▶ _WHAT IS BEING ASKED_: Continue the news report on rising Covid-19 hospitalizations in the U.S. from where it stops.

▶ _PASSAGE PROVIDED_:
··········
More Americans are now in the hospital with Covid-19 than at any other point since late August, causing some states to nearly run out of hospital beds, as coronavirus infections continue to increase nationwide ahead of a potential end-of-year surge.
Some 37,048 coronavirus patients were hospitalized as of Wednesday, the highest level in almost two months according to new data from the COVID Tracking Project, though total hospitalizations are still below their mid-April peak of almost 60,000.
Among hospitalized patients, 7,156 were in ICUs and 1,776 are currently on ventilators — both of those numbers have increased slightly in recent weeks.
Texas leads the nation with more than 4,000 patients in hospitals, followed by California and Florida, though all three states’ hospital counts declined since the summer.
Hospitalizations and new cases soared in Wisconsin over the last month, and officials opened an emergency field hospital near Milwaukee this week as medical centers across the state fear they will run out of space.
Hospital numbers are also on the rise across other parts of the Midwest and South: Missouri reported a new record this week, and levels in Kentucky and Ohio are both within striking distance of their summertime peaks.
217,933. That’s the total number of Americans who have died from Covid-19, according to figures from Johns Hopkins University. Daily fatalities are still below their peak in April, but they remain steady at more than 700 per day.
··········
▶ _EXTRACTED ENTRIES_:
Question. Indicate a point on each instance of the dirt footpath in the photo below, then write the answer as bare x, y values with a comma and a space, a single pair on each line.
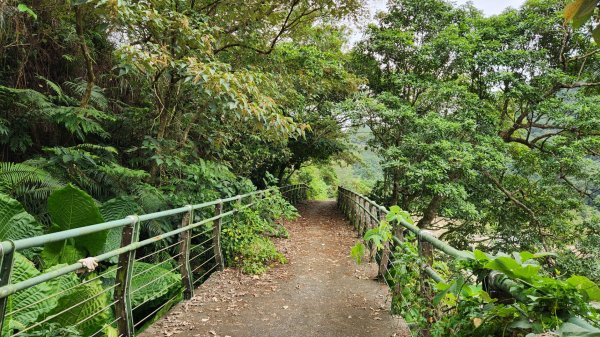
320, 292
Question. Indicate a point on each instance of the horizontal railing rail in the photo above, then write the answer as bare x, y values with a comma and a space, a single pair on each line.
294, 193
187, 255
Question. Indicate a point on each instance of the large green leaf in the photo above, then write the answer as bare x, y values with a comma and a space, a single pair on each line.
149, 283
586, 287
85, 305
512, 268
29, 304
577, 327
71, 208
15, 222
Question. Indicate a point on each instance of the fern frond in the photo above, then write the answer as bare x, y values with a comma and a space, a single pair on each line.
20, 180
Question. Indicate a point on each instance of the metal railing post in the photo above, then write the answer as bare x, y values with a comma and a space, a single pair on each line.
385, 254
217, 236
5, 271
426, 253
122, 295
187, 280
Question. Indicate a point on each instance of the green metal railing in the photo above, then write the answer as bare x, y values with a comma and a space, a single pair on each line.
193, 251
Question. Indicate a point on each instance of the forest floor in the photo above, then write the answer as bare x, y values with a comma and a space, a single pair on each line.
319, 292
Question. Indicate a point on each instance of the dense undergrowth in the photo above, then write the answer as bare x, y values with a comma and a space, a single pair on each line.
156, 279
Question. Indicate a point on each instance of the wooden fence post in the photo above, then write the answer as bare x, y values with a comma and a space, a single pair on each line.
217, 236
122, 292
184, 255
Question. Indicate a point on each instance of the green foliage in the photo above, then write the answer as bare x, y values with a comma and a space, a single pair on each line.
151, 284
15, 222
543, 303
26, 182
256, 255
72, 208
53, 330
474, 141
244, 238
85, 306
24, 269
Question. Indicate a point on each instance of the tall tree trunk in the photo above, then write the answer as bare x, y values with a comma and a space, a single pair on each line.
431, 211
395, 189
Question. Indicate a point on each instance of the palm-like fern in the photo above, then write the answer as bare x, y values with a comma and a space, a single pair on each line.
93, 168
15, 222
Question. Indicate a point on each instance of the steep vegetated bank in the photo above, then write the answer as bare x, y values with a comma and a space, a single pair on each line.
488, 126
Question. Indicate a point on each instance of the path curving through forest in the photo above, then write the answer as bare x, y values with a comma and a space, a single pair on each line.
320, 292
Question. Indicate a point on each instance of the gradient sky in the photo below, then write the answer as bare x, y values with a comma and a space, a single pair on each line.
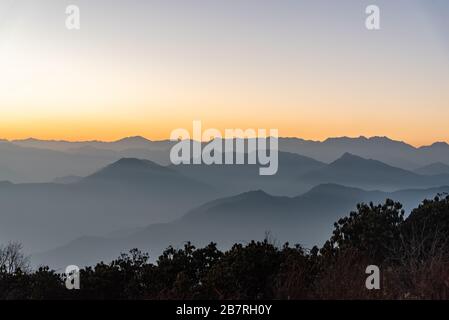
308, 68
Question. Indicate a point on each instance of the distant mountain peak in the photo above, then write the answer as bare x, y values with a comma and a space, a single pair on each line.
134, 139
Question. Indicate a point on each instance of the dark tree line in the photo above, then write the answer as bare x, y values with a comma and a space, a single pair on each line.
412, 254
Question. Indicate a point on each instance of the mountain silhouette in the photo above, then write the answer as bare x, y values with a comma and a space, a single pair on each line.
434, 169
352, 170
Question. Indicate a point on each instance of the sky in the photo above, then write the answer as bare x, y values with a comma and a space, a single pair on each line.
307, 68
··········
▶ _ANSWER AREA_:
When the coronavirus first surged in the New York City area, some hospitals nearly buckled under the pressure, contending with thousands of sick patients and inadequate protective equipment. Covid-19 cases gradually decreased nationwide but never fully subsided. The West Coast and Deep South dealt with cascading upticks after states loosened coronavirus restrictions during the summer, and the Midwest and small states like South Dakota are now struggling to open up more hospital capacity as new infections surge. Some experts warn cases could spike yet again over the fall and winter, straining the nation’s medical system and making it tough to get sick patients the medical attention they need.
“When we see an overwhelming number of patients get infected, a lot of them are going to need hospitalization and support,” Dara Kass, a New York-based emergency room physician, told CBS News on Thursday. “We’re seeing hospitals in Wisconsin be overwhelmed with no ICU beds … This is a big concern of those of us who are looking to prevent as many deaths as possible.”